* [Exercise]: Beginning with the line where "# an instance" appears, set down each line exactly until the records below end, and omit the pictures.

* [Provided material]:
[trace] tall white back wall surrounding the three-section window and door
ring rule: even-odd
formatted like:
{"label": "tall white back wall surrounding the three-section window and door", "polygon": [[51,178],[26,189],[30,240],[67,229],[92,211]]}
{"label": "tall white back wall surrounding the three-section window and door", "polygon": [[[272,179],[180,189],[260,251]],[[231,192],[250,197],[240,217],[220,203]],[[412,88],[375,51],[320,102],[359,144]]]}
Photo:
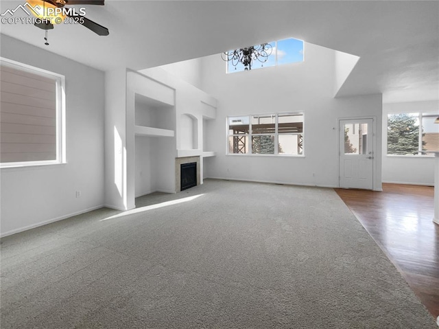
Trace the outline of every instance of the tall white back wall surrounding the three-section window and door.
{"label": "tall white back wall surrounding the three-section window and door", "polygon": [[[203,90],[219,100],[209,122],[207,177],[338,186],[337,120],[375,118],[381,138],[381,94],[333,98],[335,51],[305,43],[305,62],[226,74],[219,55],[204,58]],[[226,155],[227,115],[305,113],[305,157]],[[381,190],[381,144],[376,146],[374,189]]]}

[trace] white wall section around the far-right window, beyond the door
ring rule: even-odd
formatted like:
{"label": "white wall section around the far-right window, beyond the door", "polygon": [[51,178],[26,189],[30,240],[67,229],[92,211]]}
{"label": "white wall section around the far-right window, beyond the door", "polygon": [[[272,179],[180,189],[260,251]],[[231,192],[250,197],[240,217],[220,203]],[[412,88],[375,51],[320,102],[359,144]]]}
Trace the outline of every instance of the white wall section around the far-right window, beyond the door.
{"label": "white wall section around the far-right window, beyond the door", "polygon": [[438,111],[437,100],[383,104],[383,182],[434,185],[434,157],[387,155],[387,116],[390,113],[438,113]]}

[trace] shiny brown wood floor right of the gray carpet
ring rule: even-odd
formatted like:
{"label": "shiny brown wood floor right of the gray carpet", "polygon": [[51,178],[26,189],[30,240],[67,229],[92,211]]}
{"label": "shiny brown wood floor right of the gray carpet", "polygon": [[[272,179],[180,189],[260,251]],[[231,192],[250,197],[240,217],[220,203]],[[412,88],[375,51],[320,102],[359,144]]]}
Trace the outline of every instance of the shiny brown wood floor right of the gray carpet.
{"label": "shiny brown wood floor right of the gray carpet", "polygon": [[434,188],[383,184],[383,192],[335,189],[429,312],[439,315],[439,225]]}

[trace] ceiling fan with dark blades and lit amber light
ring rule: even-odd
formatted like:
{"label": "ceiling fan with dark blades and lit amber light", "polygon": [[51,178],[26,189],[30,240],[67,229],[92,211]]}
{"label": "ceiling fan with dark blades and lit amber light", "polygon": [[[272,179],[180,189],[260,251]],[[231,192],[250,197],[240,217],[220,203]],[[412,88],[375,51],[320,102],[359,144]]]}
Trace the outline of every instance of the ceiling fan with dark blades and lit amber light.
{"label": "ceiling fan with dark blades and lit amber light", "polygon": [[32,14],[41,19],[34,25],[43,30],[52,30],[54,24],[60,24],[66,17],[74,19],[75,23],[79,23],[95,32],[99,36],[108,36],[108,29],[98,23],[87,19],[74,8],[65,8],[64,5],[104,5],[104,0],[27,0],[32,8]]}

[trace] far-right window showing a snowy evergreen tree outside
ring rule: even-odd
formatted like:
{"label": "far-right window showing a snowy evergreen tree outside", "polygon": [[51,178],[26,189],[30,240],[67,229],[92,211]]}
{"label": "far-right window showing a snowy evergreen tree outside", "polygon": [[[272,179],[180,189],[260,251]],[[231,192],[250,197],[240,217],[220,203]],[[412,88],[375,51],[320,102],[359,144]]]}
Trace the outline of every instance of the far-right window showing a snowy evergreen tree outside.
{"label": "far-right window showing a snowy evergreen tree outside", "polygon": [[387,154],[416,156],[439,151],[439,113],[395,113],[388,115]]}

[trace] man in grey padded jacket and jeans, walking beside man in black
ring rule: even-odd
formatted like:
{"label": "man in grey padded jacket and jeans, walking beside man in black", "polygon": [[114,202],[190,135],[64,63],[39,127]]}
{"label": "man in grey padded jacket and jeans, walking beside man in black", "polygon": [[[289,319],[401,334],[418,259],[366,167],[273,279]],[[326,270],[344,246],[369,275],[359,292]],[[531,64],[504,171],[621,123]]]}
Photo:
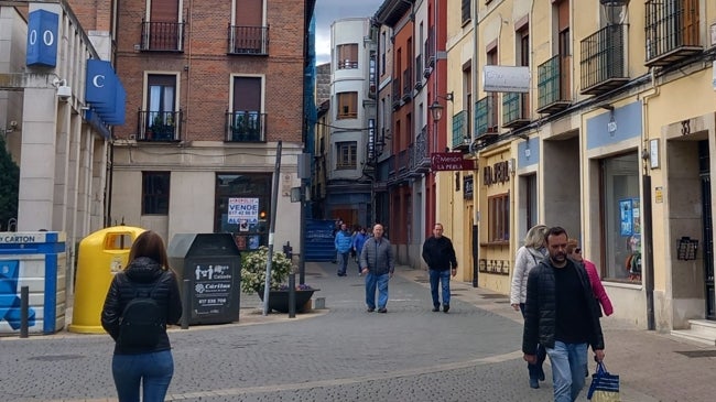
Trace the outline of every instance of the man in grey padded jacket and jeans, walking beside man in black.
{"label": "man in grey padded jacket and jeans, walking beside man in black", "polygon": [[360,252],[361,273],[366,275],[366,305],[368,313],[376,311],[376,287],[378,287],[378,313],[388,313],[388,281],[393,278],[395,260],[390,241],[383,238],[383,226],[373,226],[373,237],[366,240]]}

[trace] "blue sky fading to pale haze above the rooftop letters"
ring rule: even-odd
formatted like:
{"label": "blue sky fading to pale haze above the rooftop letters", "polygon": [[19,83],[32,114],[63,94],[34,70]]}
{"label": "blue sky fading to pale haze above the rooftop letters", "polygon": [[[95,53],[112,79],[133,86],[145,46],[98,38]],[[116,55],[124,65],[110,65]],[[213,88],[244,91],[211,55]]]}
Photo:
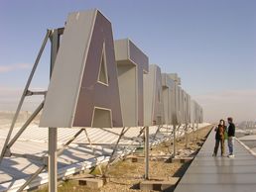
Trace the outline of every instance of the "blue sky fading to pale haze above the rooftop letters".
{"label": "blue sky fading to pale haze above the rooftop letters", "polygon": [[[115,40],[130,38],[162,71],[179,73],[206,120],[256,119],[255,0],[0,0],[0,110],[24,87],[46,30],[91,8],[111,21]],[[48,53],[35,87],[47,86]]]}

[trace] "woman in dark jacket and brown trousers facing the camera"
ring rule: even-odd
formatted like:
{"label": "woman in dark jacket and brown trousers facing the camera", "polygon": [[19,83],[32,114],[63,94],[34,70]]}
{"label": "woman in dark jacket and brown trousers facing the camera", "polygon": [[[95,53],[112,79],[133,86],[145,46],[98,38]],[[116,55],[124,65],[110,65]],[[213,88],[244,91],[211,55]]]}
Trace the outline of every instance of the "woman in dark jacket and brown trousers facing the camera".
{"label": "woman in dark jacket and brown trousers facing the camera", "polygon": [[219,125],[215,128],[215,147],[214,147],[214,151],[212,156],[216,156],[217,155],[217,150],[218,150],[218,146],[220,143],[220,149],[221,149],[221,156],[224,155],[225,152],[225,145],[224,145],[224,141],[225,141],[225,132],[226,132],[226,126],[225,126],[225,121],[224,120],[220,120],[219,121]]}

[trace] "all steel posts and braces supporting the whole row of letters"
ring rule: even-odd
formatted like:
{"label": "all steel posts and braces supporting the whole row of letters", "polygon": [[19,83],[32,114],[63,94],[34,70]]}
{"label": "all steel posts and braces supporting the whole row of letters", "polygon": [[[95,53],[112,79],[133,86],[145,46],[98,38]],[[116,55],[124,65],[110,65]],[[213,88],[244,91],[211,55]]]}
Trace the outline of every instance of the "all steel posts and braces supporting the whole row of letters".
{"label": "all steel posts and braces supporting the whole row of letters", "polygon": [[[30,123],[35,119],[35,117],[40,113],[40,111],[43,109],[44,107],[44,101],[38,106],[38,108],[35,110],[35,112],[31,115],[31,117],[26,121],[26,123],[22,126],[22,128],[19,130],[19,132],[14,136],[14,138],[12,138],[11,140],[11,135],[12,132],[14,130],[16,121],[18,119],[18,116],[20,114],[21,108],[23,106],[24,100],[26,98],[26,96],[32,96],[32,95],[45,95],[47,94],[47,91],[38,91],[38,92],[33,92],[29,90],[30,84],[32,82],[32,79],[34,77],[35,71],[38,67],[40,58],[43,54],[43,51],[47,45],[48,40],[51,40],[52,43],[52,47],[51,47],[51,67],[50,67],[50,78],[52,75],[52,71],[54,68],[54,62],[57,56],[57,52],[58,52],[58,48],[60,47],[60,36],[64,33],[64,28],[60,28],[60,29],[56,29],[56,30],[48,30],[46,37],[44,39],[44,42],[42,44],[42,47],[40,48],[39,54],[36,58],[36,61],[34,63],[34,66],[32,68],[32,71],[30,73],[30,76],[28,78],[28,81],[26,83],[25,89],[23,91],[22,97],[20,99],[19,105],[17,107],[15,116],[13,118],[9,133],[7,135],[6,141],[4,143],[2,152],[1,152],[1,156],[0,156],[0,163],[2,162],[3,157],[6,155],[6,153],[10,154],[10,155],[14,155],[14,156],[23,156],[23,157],[27,157],[27,158],[35,158],[35,159],[41,159],[41,157],[33,157],[33,155],[30,154],[17,154],[17,153],[11,153],[10,152],[10,148],[13,144],[15,144],[15,142],[19,139],[19,137],[23,134],[23,132],[27,129],[27,127],[30,125]],[[198,125],[198,124],[197,124]],[[196,126],[198,127],[198,126]],[[121,140],[121,138],[124,136],[124,134],[129,130],[129,128],[127,128],[127,130],[125,130],[125,128],[122,129],[121,134],[119,135],[119,138],[117,140],[117,143],[114,146],[114,149],[112,151],[112,154],[110,156],[110,159],[108,161],[107,164],[107,168],[104,172],[104,175],[109,167],[109,165],[112,162],[113,156],[117,150],[118,144]],[[154,139],[156,138],[156,135],[158,134],[160,130],[160,127],[158,128]],[[81,129],[81,131],[85,131],[85,135],[88,139],[88,135],[86,133],[85,129]],[[150,150],[150,140],[149,140],[149,127],[144,127],[141,132],[139,137],[141,136],[142,133],[145,133],[145,179],[149,179],[149,150]],[[81,132],[79,131],[79,134]],[[78,134],[78,135],[79,135]],[[77,135],[77,136],[78,136]],[[77,137],[76,136],[76,137]],[[68,144],[70,144],[76,137],[74,137],[72,140],[70,140],[68,142]],[[11,140],[11,142],[9,142]],[[22,187],[18,190],[18,191],[22,191],[26,188],[26,186],[33,180],[35,179],[44,169],[46,169],[48,167],[49,169],[49,190],[50,192],[56,192],[57,191],[57,183],[58,183],[58,166],[57,166],[57,157],[58,155],[60,155],[63,151],[63,149],[58,150],[58,145],[57,145],[57,141],[58,141],[58,128],[49,128],[49,158],[48,158],[48,165],[44,164],[42,167],[40,167],[23,185]],[[91,142],[88,139],[88,142],[90,144],[90,146],[92,147]],[[65,146],[67,146],[68,144],[65,144]],[[174,126],[174,156],[176,154],[176,126]],[[9,156],[9,155],[8,155]],[[42,157],[44,159],[44,157]],[[44,161],[44,160],[43,160]]]}

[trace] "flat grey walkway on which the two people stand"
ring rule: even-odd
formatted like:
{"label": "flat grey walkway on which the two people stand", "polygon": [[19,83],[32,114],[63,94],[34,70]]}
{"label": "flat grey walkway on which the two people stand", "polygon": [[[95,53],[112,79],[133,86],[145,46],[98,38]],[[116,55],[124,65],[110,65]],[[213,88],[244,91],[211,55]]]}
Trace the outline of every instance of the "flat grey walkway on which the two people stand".
{"label": "flat grey walkway on which the two people stand", "polygon": [[215,132],[212,130],[175,192],[255,191],[255,154],[239,141],[235,141],[235,158],[221,157],[220,151],[216,157],[212,157],[214,136]]}

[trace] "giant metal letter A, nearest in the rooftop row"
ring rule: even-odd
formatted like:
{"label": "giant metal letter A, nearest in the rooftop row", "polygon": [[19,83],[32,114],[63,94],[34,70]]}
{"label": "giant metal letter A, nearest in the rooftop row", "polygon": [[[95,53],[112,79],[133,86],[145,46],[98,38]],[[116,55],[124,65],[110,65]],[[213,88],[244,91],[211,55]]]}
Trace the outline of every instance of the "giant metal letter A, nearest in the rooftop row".
{"label": "giant metal letter A, nearest in the rooftop row", "polygon": [[42,127],[122,127],[111,23],[97,10],[68,16]]}

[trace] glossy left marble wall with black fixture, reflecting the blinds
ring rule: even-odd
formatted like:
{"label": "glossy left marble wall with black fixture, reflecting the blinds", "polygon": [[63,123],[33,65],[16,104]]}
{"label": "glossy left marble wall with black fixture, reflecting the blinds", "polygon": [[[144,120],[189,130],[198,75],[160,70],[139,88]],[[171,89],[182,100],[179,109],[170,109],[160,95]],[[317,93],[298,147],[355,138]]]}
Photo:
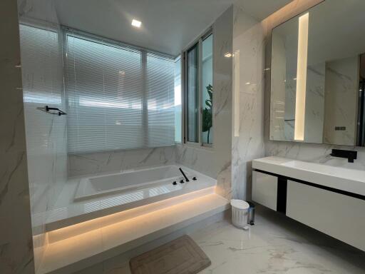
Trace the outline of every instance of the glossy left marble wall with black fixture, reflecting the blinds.
{"label": "glossy left marble wall with black fixture, reflecting the blinds", "polygon": [[46,248],[46,211],[67,181],[66,108],[61,27],[53,1],[20,0],[21,71],[36,269]]}

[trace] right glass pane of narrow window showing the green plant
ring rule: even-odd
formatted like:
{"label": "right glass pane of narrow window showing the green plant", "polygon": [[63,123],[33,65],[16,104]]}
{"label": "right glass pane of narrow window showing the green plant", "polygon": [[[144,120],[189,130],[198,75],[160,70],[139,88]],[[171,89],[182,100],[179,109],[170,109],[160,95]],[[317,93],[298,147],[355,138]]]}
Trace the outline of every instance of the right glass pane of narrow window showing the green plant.
{"label": "right glass pane of narrow window showing the green plant", "polygon": [[202,143],[213,143],[213,35],[202,41]]}

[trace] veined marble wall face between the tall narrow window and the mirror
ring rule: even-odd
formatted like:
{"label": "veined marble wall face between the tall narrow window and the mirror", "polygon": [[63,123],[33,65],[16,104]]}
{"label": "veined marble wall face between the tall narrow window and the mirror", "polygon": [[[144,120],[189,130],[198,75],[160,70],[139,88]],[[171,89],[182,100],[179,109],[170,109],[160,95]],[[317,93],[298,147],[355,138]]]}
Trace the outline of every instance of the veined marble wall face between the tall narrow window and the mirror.
{"label": "veined marble wall face between the tall narrow window and the mirror", "polygon": [[234,5],[232,197],[250,199],[255,158],[264,156],[264,32]]}

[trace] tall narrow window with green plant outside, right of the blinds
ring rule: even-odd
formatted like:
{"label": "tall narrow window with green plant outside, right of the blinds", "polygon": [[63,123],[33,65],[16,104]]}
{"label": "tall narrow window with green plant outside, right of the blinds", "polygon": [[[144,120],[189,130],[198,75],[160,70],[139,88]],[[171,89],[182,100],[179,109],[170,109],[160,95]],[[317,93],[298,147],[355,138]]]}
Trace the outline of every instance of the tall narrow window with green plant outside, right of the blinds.
{"label": "tall narrow window with green plant outside, right of the blinds", "polygon": [[185,141],[210,146],[213,108],[213,35],[185,52]]}

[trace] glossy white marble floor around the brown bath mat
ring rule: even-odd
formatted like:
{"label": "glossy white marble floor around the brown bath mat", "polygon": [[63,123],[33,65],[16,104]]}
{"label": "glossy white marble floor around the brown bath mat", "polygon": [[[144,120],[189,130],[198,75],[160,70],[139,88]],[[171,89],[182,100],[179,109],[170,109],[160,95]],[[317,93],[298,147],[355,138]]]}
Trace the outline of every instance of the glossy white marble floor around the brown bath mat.
{"label": "glossy white marble floor around the brown bath mat", "polygon": [[[202,274],[365,273],[365,252],[267,208],[257,208],[250,230],[222,220],[190,237],[212,261]],[[128,261],[118,256],[80,273],[94,270],[130,274]]]}

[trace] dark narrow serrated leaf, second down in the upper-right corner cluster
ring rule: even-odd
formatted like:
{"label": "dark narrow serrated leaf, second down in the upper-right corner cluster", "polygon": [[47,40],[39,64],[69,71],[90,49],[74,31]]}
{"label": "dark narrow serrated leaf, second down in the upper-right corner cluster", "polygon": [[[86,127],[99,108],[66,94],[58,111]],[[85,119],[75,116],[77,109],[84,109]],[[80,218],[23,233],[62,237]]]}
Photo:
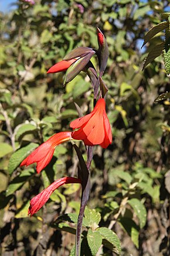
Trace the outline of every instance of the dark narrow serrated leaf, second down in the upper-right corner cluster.
{"label": "dark narrow serrated leaf, second down in the upper-right corner cluster", "polygon": [[159,55],[162,54],[164,50],[164,43],[161,43],[159,45],[155,45],[154,48],[149,52],[147,58],[145,58],[144,66],[142,70],[144,70],[145,67],[152,61],[154,61],[155,58],[157,58]]}

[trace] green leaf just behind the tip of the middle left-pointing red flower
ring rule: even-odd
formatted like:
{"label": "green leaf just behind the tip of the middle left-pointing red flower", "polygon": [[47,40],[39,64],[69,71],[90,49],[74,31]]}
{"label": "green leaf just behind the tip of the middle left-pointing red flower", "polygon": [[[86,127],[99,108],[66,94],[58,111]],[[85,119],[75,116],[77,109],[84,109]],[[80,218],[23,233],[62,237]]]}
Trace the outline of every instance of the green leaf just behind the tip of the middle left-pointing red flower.
{"label": "green leaf just behind the tip of the middle left-pointing red flower", "polygon": [[37,148],[38,146],[39,145],[36,143],[30,143],[29,145],[18,149],[18,151],[15,151],[9,159],[9,174],[12,174],[12,172],[19,166],[19,164],[21,164],[23,159],[25,159],[30,154],[30,152],[32,152],[33,149]]}

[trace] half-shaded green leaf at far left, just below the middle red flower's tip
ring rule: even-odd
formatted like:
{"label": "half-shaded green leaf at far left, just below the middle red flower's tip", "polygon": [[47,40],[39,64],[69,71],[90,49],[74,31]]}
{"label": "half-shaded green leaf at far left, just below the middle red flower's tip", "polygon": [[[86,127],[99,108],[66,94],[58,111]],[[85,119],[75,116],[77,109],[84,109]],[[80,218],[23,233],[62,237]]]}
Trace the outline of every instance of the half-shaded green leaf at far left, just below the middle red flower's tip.
{"label": "half-shaded green leaf at far left, just below the middle red flower's tip", "polygon": [[26,169],[21,174],[14,178],[6,189],[6,197],[12,195],[16,190],[22,187],[35,174],[34,169]]}

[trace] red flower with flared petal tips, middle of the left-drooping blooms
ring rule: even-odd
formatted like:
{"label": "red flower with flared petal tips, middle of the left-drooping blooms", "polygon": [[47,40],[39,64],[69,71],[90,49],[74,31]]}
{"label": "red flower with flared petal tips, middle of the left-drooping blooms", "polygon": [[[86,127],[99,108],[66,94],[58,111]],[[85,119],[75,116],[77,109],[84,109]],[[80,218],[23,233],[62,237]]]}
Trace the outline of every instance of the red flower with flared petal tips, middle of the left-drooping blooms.
{"label": "red flower with flared petal tips, middle of the left-drooping blooms", "polygon": [[72,138],[72,132],[59,132],[35,149],[27,158],[25,158],[20,166],[37,163],[36,171],[39,173],[49,164],[53,157],[53,153],[57,145],[69,141]]}

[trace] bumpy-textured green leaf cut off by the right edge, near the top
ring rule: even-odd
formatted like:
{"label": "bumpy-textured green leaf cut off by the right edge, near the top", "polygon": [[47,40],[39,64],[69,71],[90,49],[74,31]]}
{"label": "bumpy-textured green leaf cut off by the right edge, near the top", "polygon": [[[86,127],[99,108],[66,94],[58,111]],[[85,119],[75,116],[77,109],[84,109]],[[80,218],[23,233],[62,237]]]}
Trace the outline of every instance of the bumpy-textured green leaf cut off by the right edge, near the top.
{"label": "bumpy-textured green leaf cut off by the right edge, near the top", "polygon": [[166,69],[166,74],[170,73],[170,32],[169,29],[165,31],[165,48],[164,48],[164,64]]}

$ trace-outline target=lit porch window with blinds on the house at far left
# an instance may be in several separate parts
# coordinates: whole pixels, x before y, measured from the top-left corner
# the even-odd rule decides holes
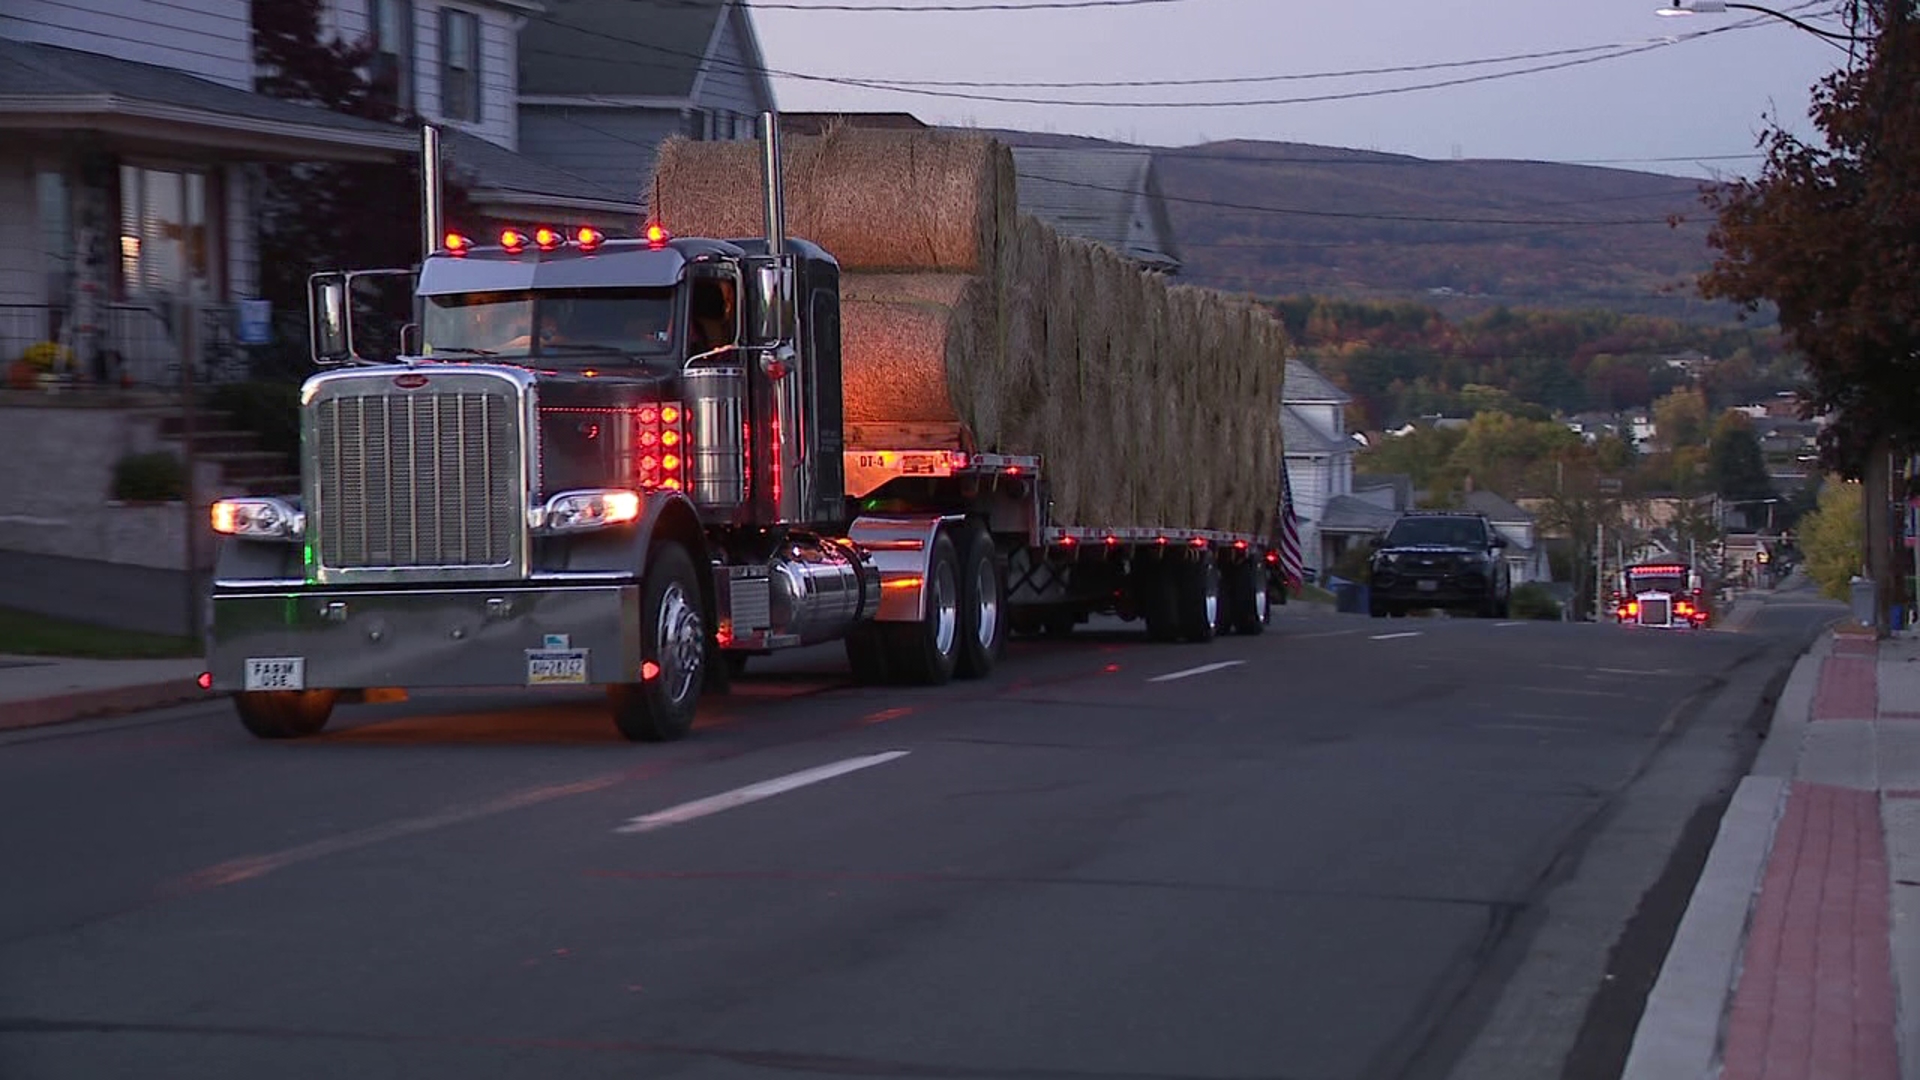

* [Written response]:
# an instance may be in several separate parts
# coordinates: whole pixels, x before y, measured from the top-left corner
# the even-odd rule decides holes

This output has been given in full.